TEXT PROVIDED:
Exercise 3: Comparing Feuds — Elite Conflict in Three Counties
Research one of the following feuds in addition to the Hatfield-McCoy conflict. Use the sources suggested or find your own through library databases.
- The French-Eversole Feud (Perry County, Kentucky, 1887–1894)
- The Martin-Tolliver Feud (Rowan County, Kentucky, 1884–1887)
- The Baker-Howard Feud (Clay County, Kentucky, 1890s–1900s)
a) Who were the principal figures in the feud you researched? What were their positions in the community — their occupations, their political roles, their economic status?
b) What economic transformation was the county undergoing during the period of the feud? Was the railroad approaching? Were timber or mineral-rights agents active?
c) How was the feud covered by newspapers? Was the coverage consistent with the "feuding hillbilly" stereotype, or did any reporters describe the economic and political context of the violence?
d) Write a brief comparison (500–750 words) of the feud you researched and the Hatfield-McCoy conflict. What structural similarities do you find? What does the comparison tell you about the causes of post-Civil War violence in the Appalachian interior?
Exercise 4: The Stereotype in Modern Media
Select one of the following modern media representations of the Hatfield-McCoy feud:
- The History Channel's Hatfields & McCoys miniseries (2012)
- The Travel Channel's or History Channel's coverage of the Hatfield-McCoy feud tourism industry
- A recent newspaper or magazine article about the feud (search major newspaper databases for articles from the last decade)
- The marketing materials of the Hatfield-McCoy Trail system or feud-related tourism businesses
a) Describe the representation you selected. How does it portray the feudists and the community? What aspects of the feud are emphasized? What aspects are minimized or omitted? Pay particular attention to how the physical setting is depicted — is the landscape shown as beautiful, menacing, or both? How does the visual framing of the mountains contribute to the narrative?
b) Does the representation acknowledge the economic and political context of the feud (timber, railroads, the state boundary, the role of Perry Cline)? Or does it present the feud primarily as a family conflict driven by personal grudges? If the economic context is absent, speculate about why the producers or writers chose to omit it.
c) Who is the intended audience for this representation? What does the audience want from the feud story — entertainment, education, confirmation of existing beliefs, or something else? How does the medium itself (television, print, marketing material) constrain what kind of story can be told?
d) Apply the concept of the outsider gaze (from Chapter 14) to the representation you analyzed. In what ways does the representation serve the interests and expectations of an audience outside the Tug Fork community? How might a person from the Tug Fork Valley respond to this representation?
e) Write a 300-word alternative media summary — a paragraph that could appear in a TV guide or article preview — that describes the Hatfield-McCoy conflict in a way that foregrounds the economic and political context rather than the family violence. What would the "hook" be for an audience that is accustomed to the traditional narrative?
Exercise 5: Debate Framework — Was the Feud "Really About" Economics?
Organize a debate (or write a debate essay) on the following resolution:
Resolved: The Hatfield-McCoy feud was fundamentally an economic conflict over land and timber, and the narrative of "primitive clan violence" is a fiction created by the media.
For the resolution: Draw on Altina Waller's scholarship, the economic timeline of the Tug Fork region, and the evidence that the feudists were members of the local elite engaged in property disputes and political maneuvering. Argue that the "primitive violence" interpretation is not just inaccurate but serves the interests of the people who exploited the region.

ENTRIES PROVIDED:
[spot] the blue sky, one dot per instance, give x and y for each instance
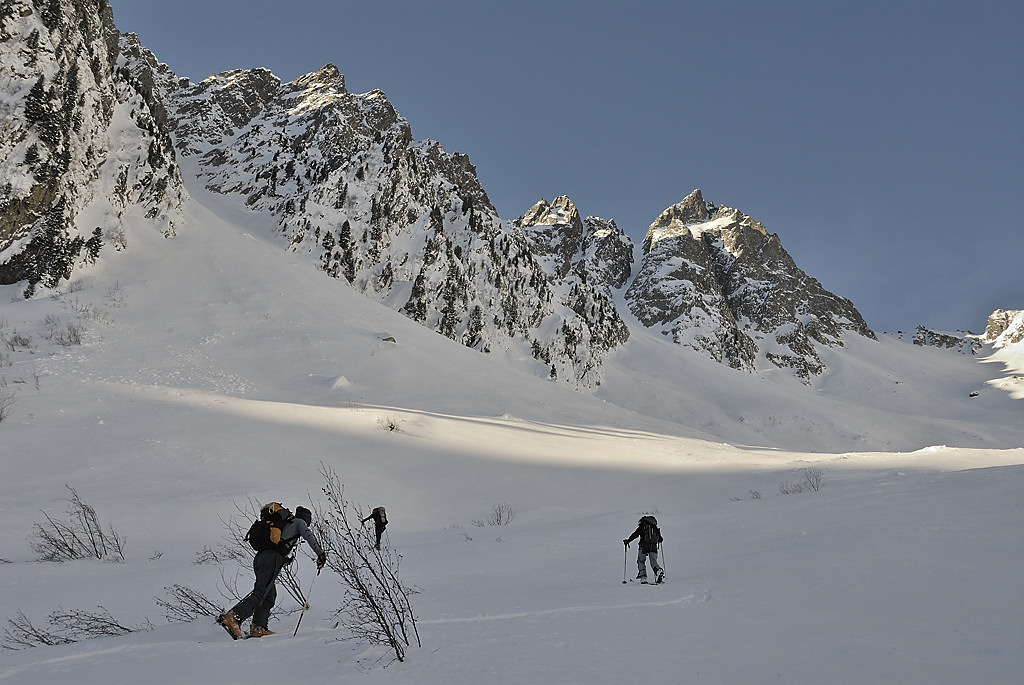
(881, 140)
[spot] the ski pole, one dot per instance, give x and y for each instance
(305, 604)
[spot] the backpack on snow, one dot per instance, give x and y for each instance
(264, 533)
(649, 532)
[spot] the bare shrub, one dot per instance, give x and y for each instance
(235, 547)
(80, 537)
(376, 605)
(502, 514)
(813, 478)
(786, 487)
(16, 340)
(66, 627)
(62, 333)
(184, 604)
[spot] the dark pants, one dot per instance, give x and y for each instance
(260, 601)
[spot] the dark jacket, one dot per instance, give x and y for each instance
(646, 545)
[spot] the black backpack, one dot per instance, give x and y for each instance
(649, 532)
(264, 533)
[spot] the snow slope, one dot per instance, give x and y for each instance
(215, 369)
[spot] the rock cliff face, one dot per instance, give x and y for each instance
(402, 221)
(92, 119)
(77, 127)
(962, 341)
(715, 281)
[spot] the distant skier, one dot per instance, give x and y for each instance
(380, 522)
(650, 538)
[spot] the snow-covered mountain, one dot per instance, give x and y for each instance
(217, 352)
(99, 131)
(401, 221)
(78, 126)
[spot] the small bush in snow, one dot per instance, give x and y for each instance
(66, 627)
(184, 604)
(786, 487)
(376, 605)
(6, 402)
(813, 477)
(81, 536)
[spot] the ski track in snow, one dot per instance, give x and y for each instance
(686, 599)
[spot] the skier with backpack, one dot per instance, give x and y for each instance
(273, 537)
(650, 538)
(380, 522)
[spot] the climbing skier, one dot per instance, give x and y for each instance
(650, 538)
(267, 563)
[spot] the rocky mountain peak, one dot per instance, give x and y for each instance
(555, 230)
(714, 280)
(1005, 327)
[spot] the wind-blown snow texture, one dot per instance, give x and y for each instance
(174, 378)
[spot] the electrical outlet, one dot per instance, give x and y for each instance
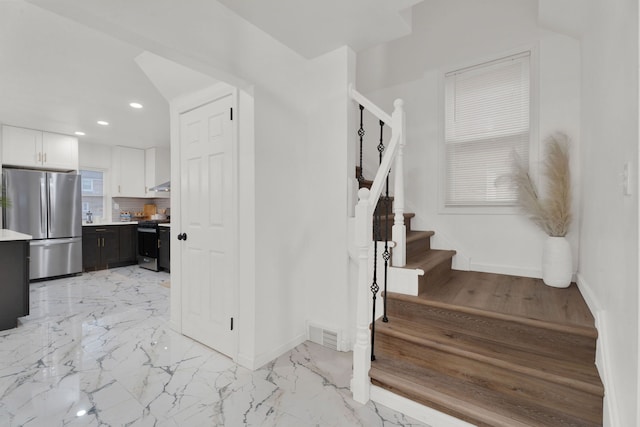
(626, 179)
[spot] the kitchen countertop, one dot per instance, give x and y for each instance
(96, 224)
(10, 235)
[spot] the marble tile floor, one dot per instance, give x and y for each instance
(96, 350)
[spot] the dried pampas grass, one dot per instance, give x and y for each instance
(553, 213)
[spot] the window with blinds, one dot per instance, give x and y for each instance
(487, 120)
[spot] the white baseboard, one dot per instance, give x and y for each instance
(610, 410)
(505, 269)
(415, 410)
(264, 358)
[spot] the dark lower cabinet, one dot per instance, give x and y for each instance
(108, 246)
(128, 243)
(14, 285)
(164, 248)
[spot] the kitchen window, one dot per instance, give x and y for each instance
(92, 193)
(487, 118)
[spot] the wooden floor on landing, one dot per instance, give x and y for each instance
(511, 295)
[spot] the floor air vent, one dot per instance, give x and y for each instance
(324, 337)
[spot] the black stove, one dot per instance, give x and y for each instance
(148, 246)
(152, 222)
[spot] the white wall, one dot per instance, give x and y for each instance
(449, 33)
(608, 271)
(96, 156)
(274, 260)
(329, 161)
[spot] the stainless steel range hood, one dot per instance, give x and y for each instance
(166, 186)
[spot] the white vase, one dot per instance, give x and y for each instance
(557, 263)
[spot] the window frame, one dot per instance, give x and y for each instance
(534, 143)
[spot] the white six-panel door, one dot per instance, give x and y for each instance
(208, 273)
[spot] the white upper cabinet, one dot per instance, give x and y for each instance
(158, 170)
(59, 151)
(34, 148)
(128, 172)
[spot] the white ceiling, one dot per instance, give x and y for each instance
(58, 74)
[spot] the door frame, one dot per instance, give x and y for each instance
(178, 106)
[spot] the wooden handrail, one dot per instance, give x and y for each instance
(369, 106)
(368, 200)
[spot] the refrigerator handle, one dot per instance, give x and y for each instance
(44, 206)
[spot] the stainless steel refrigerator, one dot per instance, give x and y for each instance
(48, 206)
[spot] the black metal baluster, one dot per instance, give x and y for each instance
(361, 135)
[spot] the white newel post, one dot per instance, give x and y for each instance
(398, 232)
(360, 383)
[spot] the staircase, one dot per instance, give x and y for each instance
(480, 364)
(490, 349)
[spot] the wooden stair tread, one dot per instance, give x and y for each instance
(576, 375)
(391, 216)
(478, 405)
(430, 259)
(414, 235)
(584, 331)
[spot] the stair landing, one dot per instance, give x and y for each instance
(512, 295)
(493, 350)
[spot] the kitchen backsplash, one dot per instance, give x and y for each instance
(132, 205)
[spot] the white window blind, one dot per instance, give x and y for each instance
(487, 119)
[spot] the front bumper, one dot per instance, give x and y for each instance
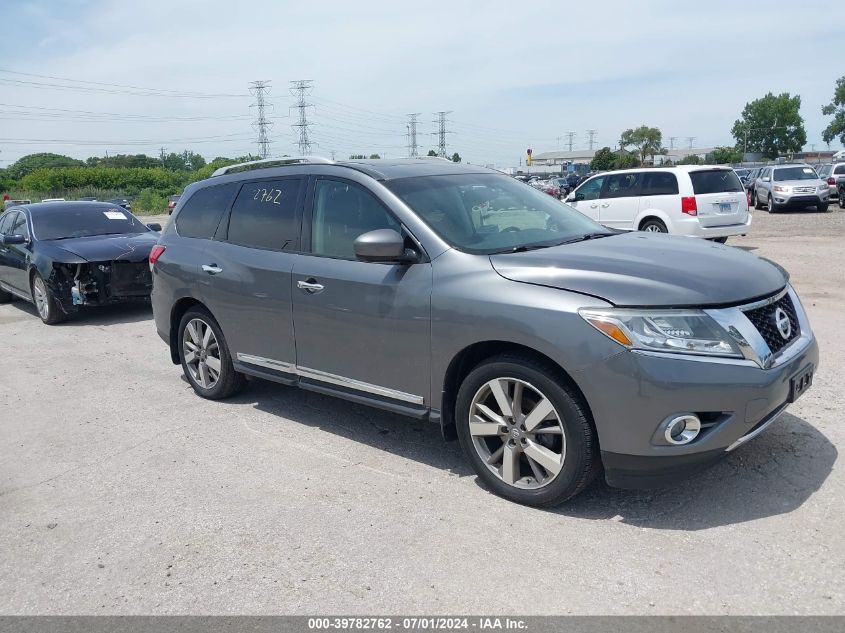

TASK REQUIREMENTS: Set down everything in the feud exercises from "d) Apply the" down to "to this representation?", word for word.

WRITTEN RESPONSE:
d) Apply the concept of the outsider gaze (from Chapter 14) to the representation you analyzed. In what ways does the representation serve the interests and expectations of an audience outside the Tug Fork community? How might a person from the Tug Fork Valley respond to this representation?